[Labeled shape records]
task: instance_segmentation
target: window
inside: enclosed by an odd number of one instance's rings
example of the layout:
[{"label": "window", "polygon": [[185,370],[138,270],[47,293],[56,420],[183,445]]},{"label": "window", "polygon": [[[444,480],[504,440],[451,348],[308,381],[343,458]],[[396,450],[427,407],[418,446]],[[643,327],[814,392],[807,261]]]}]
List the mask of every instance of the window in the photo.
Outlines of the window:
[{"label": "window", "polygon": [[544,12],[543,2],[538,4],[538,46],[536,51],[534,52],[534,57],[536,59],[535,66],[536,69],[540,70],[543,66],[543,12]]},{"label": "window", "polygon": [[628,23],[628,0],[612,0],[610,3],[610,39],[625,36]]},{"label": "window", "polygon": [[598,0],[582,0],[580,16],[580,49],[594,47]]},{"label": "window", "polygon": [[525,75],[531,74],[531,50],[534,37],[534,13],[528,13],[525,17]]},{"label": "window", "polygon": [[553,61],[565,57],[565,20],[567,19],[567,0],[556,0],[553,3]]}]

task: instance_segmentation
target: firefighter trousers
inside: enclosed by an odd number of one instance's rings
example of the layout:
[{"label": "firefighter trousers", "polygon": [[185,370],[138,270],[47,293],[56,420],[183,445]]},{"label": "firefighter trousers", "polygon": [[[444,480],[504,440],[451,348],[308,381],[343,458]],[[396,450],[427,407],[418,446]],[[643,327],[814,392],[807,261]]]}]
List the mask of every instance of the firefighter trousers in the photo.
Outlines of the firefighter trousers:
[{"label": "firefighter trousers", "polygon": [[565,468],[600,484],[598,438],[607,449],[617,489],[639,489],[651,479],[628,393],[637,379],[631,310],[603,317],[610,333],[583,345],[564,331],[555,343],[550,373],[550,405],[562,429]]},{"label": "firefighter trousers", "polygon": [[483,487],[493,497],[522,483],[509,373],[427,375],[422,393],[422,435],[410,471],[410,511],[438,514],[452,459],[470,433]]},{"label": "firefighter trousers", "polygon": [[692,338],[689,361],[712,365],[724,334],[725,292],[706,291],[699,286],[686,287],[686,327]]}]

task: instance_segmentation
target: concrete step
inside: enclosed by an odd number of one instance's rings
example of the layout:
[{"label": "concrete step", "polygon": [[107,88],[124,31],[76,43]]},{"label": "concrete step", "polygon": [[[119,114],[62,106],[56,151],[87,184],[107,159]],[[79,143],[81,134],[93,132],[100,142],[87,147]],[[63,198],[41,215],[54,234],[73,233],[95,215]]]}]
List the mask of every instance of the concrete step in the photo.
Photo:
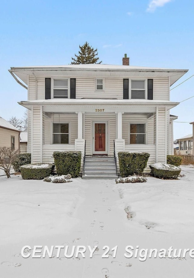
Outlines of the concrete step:
[{"label": "concrete step", "polygon": [[114,176],[114,175],[116,175],[116,171],[109,171],[108,172],[104,172],[104,171],[92,171],[85,170],[84,171],[84,174],[85,175],[90,175],[93,176],[99,176],[100,175],[102,176],[107,176],[107,175]]},{"label": "concrete step", "polygon": [[96,168],[99,167],[105,167],[106,168],[115,168],[115,163],[114,161],[112,163],[89,163],[89,162],[85,162],[85,168],[86,167]]},{"label": "concrete step", "polygon": [[115,180],[118,178],[118,176],[92,176],[85,175],[82,176],[84,180]]},{"label": "concrete step", "polygon": [[115,167],[86,167],[85,166],[84,170],[85,171],[89,172],[116,172]]}]

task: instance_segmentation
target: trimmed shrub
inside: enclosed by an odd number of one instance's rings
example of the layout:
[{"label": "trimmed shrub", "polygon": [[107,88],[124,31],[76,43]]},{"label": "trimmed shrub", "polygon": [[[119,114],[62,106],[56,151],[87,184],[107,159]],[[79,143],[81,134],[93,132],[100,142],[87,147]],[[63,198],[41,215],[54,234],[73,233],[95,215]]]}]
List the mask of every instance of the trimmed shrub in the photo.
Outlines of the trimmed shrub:
[{"label": "trimmed shrub", "polygon": [[150,155],[148,153],[118,153],[121,175],[128,177],[142,173],[147,165]]},{"label": "trimmed shrub", "polygon": [[181,170],[179,167],[164,163],[151,164],[149,167],[154,177],[167,180],[177,180]]},{"label": "trimmed shrub", "polygon": [[182,157],[179,156],[167,156],[167,164],[175,166],[180,166],[182,162]]},{"label": "trimmed shrub", "polygon": [[16,172],[20,172],[20,166],[31,163],[31,153],[20,153],[18,154],[12,163],[13,168]]},{"label": "trimmed shrub", "polygon": [[24,180],[42,180],[52,173],[52,164],[37,163],[20,166],[21,174]]},{"label": "trimmed shrub", "polygon": [[132,176],[122,179],[117,179],[115,180],[116,184],[125,184],[131,183],[132,184],[136,182],[146,182],[147,180],[146,178],[139,176]]},{"label": "trimmed shrub", "polygon": [[81,167],[81,152],[54,152],[53,156],[58,175],[69,173],[72,178],[78,176]]}]

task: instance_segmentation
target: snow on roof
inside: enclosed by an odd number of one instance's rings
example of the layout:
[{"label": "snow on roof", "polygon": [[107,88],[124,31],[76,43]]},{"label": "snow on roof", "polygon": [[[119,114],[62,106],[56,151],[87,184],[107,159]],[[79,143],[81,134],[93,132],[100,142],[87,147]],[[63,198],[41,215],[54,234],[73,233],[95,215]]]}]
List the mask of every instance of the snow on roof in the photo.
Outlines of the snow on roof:
[{"label": "snow on roof", "polygon": [[20,133],[20,142],[27,142],[27,132],[25,131],[21,132]]},{"label": "snow on roof", "polygon": [[16,130],[16,131],[19,131],[20,132],[20,130],[16,129],[14,125],[12,125],[7,121],[6,121],[6,120],[5,120],[5,119],[1,117],[0,117],[0,126],[10,129],[14,129],[14,130]]},{"label": "snow on roof", "polygon": [[182,137],[181,138],[179,138],[179,139],[177,139],[177,140],[180,140],[181,139],[185,139],[186,138],[190,138],[191,137],[193,137],[193,135],[191,134],[188,134],[188,135],[186,135],[186,136],[184,136],[184,137]]}]

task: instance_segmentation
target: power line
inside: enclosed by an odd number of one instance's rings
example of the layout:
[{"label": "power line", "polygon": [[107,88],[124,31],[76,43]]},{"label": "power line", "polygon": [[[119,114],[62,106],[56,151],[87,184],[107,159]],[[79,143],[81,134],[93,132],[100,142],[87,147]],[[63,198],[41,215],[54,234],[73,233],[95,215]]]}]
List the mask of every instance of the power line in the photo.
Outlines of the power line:
[{"label": "power line", "polygon": [[188,78],[187,79],[186,79],[186,80],[185,80],[184,81],[183,81],[183,82],[181,82],[181,83],[180,83],[180,84],[179,84],[178,85],[177,85],[177,86],[175,86],[175,87],[174,87],[174,88],[172,88],[172,89],[171,89],[170,90],[170,91],[171,91],[172,90],[173,90],[173,89],[174,89],[175,88],[176,88],[176,87],[178,87],[178,86],[179,86],[179,85],[180,85],[181,84],[182,84],[182,83],[184,83],[184,82],[185,82],[187,80],[188,80],[188,79],[189,79],[190,78],[191,78],[193,76],[194,76],[194,74],[193,74],[191,76],[190,76],[190,77],[189,77],[189,78]]}]

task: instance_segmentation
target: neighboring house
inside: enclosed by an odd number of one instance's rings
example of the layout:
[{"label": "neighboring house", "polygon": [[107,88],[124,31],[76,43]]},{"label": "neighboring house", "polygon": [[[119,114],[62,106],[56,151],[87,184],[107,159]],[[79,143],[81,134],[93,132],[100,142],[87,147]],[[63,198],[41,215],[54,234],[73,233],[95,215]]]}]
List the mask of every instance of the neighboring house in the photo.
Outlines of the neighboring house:
[{"label": "neighboring house", "polygon": [[0,117],[0,147],[10,147],[19,149],[20,131]]},{"label": "neighboring house", "polygon": [[21,153],[28,152],[28,132],[27,129],[20,133],[19,152]]},{"label": "neighboring house", "polygon": [[179,154],[192,154],[193,135],[188,134],[177,139],[179,142]]},{"label": "neighboring house", "polygon": [[[26,84],[28,152],[32,162],[53,162],[54,151],[113,156],[147,152],[148,163],[173,153],[170,86],[187,70],[122,65],[68,65],[11,67]],[[119,170],[117,163],[118,170]],[[148,170],[149,169],[147,169]]]}]

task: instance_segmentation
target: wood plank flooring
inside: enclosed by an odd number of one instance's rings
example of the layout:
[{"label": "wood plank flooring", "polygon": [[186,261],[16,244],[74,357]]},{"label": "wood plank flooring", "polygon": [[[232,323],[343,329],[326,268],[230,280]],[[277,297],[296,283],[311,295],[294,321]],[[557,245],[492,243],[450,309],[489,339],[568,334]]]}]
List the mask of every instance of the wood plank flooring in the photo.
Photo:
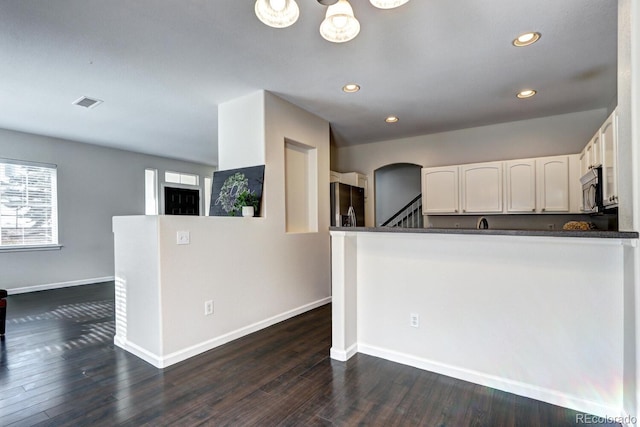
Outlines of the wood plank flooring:
[{"label": "wood plank flooring", "polygon": [[[113,283],[13,295],[2,426],[576,426],[576,412],[366,355],[331,307],[159,370],[114,347]],[[604,425],[604,424],[590,424]]]}]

■ **Exercise prompt**
Identify every line in the listing above that contains the string "firefighter" and copy each of those lines in full. Matching is case-sensitive.

■ **Response**
target: firefighter trousers
[{"label": "firefighter trousers", "polygon": [[185,370],[138,270],[47,293],[56,420],[183,445]]},{"label": "firefighter trousers", "polygon": [[[444,480],[504,440],[451,348],[308,381],[343,458]],[[396,450],[427,407],[418,446]],[[643,327],[814,392],[807,261]]]}]
List the mask of every instance of the firefighter trousers in the photo.
Outlines of the firefighter trousers:
[{"label": "firefighter trousers", "polygon": [[565,468],[600,484],[598,438],[607,449],[617,489],[639,489],[651,479],[628,393],[637,379],[631,310],[603,317],[610,333],[583,345],[564,331],[555,343],[550,373],[550,405],[562,429]]},{"label": "firefighter trousers", "polygon": [[483,487],[493,497],[522,483],[509,373],[427,375],[422,393],[422,435],[410,471],[410,511],[438,514],[452,459],[470,433]]},{"label": "firefighter trousers", "polygon": [[692,338],[689,361],[712,365],[724,334],[725,292],[706,291],[699,286],[686,287],[686,327]]}]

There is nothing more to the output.